** START OF Given passage **

The SAS Championship golf tournament is happening this week, here in Cary, North Carolina! If you're following along and watching the scores, you might wonder how they're doing compared to past years, and what kind of scores it generally takes to win. Follow along as I plot the data from previous years, and try to come up with "the perfect graph"!
Data
I don't know a lot about golf, so I had to turn to my co-workers for some help in finding the data for past tournaments. Scott came through in grand form, and pointed me towards a PGA web page where you could select the desired year, and see the past data. Here's an example of what the data looks like on their page:
I didn't see a 'download' button, so I copy-n-pasted the data for each year into text files, and wrote some code to import the tab-delimited text into SAS.
Default Plot
And with the following minimal code, I had a plot of the data!
proc sgplot data=my_data;
scatter x=year y=total_score;
run;
Refining Plot Layout
The default plot (above) was a decent plot. I could see the basic character of the data. I could see that I had left out the 2006 data (because they only had 2 rounds, rather than 3, that year). But I could see opportunities for improvement. For example, in most sports graphs people look at the top for the 'best' outliers - but in this case a high score (how many strokes it took to get the ball in the holes) is bad! Therefore I needed to reverse the y-axis, so the lowest (best) scores show at the top. I also wanted to show more year labels along the bottom axis, and add reference lines at each year, to make the data more easily readable. And maybe add a label for the y-axis, indicating which scores were better and worse.
ods escapechar='^';
proc sgplot data=my_data noborder;
scatter x=year y=total_score / markerattrs=(color=blue);
yaxis display=(noline noticks)
label="^{unicode '2190'x} Worse Better ^{unicode '2192'x}"
offsetmin=0 offsetmax=0
grid gridattrs=(pattern=dot color=gray88)
values=(190 to 260 by 10) reverse;
xaxis display=(nolabel noline noticks)
offsetmin=0 offsetmax=0
values=(2000 to 2020 by 5);
refline 2000 to 2020 by 1 /
axis=x lineattrs=(color=gray88 thickness=1px pattern=dot);
run;
Box Plot
I was happy with the layout of the plot (above), and at first glance the data looks to be represented well as markers. But after I scrutinized it a bit, I realized I wasn't seeing the whole story. Many of the golfers actually had identical scores, but my graph just shows a single blue circle marker for each score ... well, the graph actually contains all the markers, but when the score is the same, the markers are all printed in the exact same location (so you only see one marker).

** END OF Given passage **
** START OF Information provided **

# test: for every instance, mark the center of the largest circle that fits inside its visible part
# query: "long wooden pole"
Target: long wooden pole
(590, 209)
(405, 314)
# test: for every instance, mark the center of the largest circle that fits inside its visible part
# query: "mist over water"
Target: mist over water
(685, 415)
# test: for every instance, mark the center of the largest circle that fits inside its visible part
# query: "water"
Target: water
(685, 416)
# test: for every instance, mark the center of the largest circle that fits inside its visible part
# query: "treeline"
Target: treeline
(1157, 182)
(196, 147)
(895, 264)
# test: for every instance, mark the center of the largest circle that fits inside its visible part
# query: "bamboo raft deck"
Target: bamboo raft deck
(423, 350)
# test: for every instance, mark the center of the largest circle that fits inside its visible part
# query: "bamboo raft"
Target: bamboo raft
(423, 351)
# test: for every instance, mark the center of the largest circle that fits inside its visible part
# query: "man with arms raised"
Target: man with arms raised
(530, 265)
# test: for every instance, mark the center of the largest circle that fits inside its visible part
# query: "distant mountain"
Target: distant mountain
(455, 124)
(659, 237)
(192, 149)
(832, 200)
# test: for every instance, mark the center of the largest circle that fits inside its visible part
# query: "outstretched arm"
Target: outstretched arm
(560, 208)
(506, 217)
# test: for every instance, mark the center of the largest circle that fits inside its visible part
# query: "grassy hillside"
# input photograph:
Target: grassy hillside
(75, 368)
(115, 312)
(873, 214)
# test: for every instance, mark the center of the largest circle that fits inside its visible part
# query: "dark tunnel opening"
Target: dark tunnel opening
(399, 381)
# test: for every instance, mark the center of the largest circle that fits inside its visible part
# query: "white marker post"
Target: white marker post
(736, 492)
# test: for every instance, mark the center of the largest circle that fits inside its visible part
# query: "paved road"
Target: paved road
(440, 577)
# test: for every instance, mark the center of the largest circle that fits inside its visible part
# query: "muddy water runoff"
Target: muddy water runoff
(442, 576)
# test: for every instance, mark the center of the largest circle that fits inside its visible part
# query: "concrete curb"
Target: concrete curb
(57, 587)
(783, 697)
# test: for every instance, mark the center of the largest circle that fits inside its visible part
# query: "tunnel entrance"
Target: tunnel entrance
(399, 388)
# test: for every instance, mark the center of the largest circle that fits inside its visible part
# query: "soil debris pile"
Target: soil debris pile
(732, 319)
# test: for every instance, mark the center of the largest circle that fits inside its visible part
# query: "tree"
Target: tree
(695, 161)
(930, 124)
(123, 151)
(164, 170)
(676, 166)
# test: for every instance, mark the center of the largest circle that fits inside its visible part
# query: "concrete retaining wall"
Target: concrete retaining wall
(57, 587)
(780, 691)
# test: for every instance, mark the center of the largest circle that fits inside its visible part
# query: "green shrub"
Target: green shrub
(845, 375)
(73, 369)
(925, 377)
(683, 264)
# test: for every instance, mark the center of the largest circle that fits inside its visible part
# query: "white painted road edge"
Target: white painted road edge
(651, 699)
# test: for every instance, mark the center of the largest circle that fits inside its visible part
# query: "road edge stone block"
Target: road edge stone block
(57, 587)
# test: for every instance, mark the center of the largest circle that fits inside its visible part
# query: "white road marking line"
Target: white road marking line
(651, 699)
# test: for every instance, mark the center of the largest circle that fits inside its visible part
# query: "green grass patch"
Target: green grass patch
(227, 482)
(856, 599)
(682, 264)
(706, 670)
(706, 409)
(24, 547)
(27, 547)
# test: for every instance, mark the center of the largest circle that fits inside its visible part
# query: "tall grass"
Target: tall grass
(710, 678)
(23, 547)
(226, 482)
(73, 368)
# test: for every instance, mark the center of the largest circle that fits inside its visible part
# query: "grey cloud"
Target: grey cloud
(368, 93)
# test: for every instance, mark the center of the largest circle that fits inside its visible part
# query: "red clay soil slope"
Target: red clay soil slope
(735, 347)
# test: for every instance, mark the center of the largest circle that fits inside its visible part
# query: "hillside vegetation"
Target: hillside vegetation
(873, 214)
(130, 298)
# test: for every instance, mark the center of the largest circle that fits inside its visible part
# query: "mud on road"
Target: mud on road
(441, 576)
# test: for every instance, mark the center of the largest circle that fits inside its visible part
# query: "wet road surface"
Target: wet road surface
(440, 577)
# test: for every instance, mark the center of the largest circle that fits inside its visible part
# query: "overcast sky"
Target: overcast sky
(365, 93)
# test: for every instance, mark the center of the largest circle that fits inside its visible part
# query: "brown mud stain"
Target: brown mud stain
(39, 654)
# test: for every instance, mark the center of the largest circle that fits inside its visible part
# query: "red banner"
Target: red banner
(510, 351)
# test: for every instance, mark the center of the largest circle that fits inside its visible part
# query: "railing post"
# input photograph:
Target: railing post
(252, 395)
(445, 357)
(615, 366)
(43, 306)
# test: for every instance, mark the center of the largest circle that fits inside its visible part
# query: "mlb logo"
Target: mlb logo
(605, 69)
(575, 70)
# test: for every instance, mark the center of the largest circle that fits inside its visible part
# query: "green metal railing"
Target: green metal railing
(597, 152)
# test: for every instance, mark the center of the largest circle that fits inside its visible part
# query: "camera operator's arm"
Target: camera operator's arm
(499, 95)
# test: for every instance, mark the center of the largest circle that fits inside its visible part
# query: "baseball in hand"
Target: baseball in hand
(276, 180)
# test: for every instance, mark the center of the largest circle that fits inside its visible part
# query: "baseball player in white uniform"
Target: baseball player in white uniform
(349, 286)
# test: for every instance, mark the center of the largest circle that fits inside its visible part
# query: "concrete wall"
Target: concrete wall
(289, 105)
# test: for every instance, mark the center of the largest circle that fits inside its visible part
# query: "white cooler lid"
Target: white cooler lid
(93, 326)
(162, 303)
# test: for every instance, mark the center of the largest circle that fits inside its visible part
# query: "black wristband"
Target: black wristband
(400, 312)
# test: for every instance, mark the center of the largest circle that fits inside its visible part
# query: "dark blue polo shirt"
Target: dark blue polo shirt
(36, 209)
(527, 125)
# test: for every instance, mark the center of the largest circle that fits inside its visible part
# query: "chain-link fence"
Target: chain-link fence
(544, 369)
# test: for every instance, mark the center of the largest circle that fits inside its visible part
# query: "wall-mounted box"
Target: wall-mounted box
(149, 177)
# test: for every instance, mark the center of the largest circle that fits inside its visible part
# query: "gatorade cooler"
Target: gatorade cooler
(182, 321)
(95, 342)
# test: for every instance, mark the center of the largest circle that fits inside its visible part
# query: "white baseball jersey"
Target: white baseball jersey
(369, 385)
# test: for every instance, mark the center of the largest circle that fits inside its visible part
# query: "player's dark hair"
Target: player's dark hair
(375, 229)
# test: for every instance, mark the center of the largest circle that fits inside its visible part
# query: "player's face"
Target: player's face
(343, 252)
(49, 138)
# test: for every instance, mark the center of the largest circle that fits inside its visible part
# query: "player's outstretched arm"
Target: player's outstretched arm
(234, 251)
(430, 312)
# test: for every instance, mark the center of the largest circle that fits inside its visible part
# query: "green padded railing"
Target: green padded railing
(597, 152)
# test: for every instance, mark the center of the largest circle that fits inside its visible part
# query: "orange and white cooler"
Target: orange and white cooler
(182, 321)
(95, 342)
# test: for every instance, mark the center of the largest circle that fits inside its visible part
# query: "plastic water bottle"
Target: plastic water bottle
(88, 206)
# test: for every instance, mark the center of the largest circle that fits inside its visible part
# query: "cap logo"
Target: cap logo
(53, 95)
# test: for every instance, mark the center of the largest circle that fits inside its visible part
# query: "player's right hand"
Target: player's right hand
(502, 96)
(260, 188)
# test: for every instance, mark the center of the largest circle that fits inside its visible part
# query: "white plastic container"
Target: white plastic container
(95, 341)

** END OF Information provided **

*Exercise instructions*
**1)** From the golf-score graph post, rewrite the paragraph beginning "The default plot (above) was a decent plot" as a bulleted list that keeps its main facts.
**2)** Answer these questions using the golf-score graph post:
(a) Which co-worker pointed the writer to the PGA web page with past tournament data?
(b) What kind of text did the writer's code import into SAS?
(c) Why does the graph show only a single marker when several golfers had the same score?

*The answers*
**1)**
- The default plot was decent and showed the basic character of the data.
- It revealed that the 2006 data was missing, because that year had only 2 rounds instead of 3.
- In golf a high score is bad, so the y-axis needed to be reversed to put the lowest (best) scores at the top.
- More year labels were wanted along the bottom axis.
- Reference lines at each year would make the data easier to read.
- A y-axis label could show which scores were better and which were worse.

**2)**
(a) Scott.
(b) Tab-delimited text.
(c) The markers for identical scores are all printed in the exact same location.